Give the lines of all the items below as a JSON list of strings, one string per line, with blank lines skipped. Leave the pictures out.

> Image region labeling entries:
"""
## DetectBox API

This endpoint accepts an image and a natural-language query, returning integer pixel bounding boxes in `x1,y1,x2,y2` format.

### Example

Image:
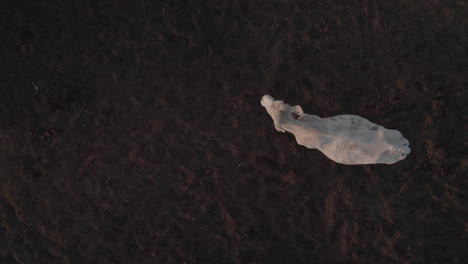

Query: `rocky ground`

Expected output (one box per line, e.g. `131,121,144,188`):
0,0,468,263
"""
> Written response:
[
  "## DetectBox API",
  "This endpoint accepts an image and a natural-language query, returning integer pixel bounding boxes in `x1,y1,x2,y2` format.",
  "### Example",
  "Image:",
  "Query: `rocky ground`",
  "Expected output (one box per line, e.g. `131,121,144,188`):",
  "0,0,468,263"
]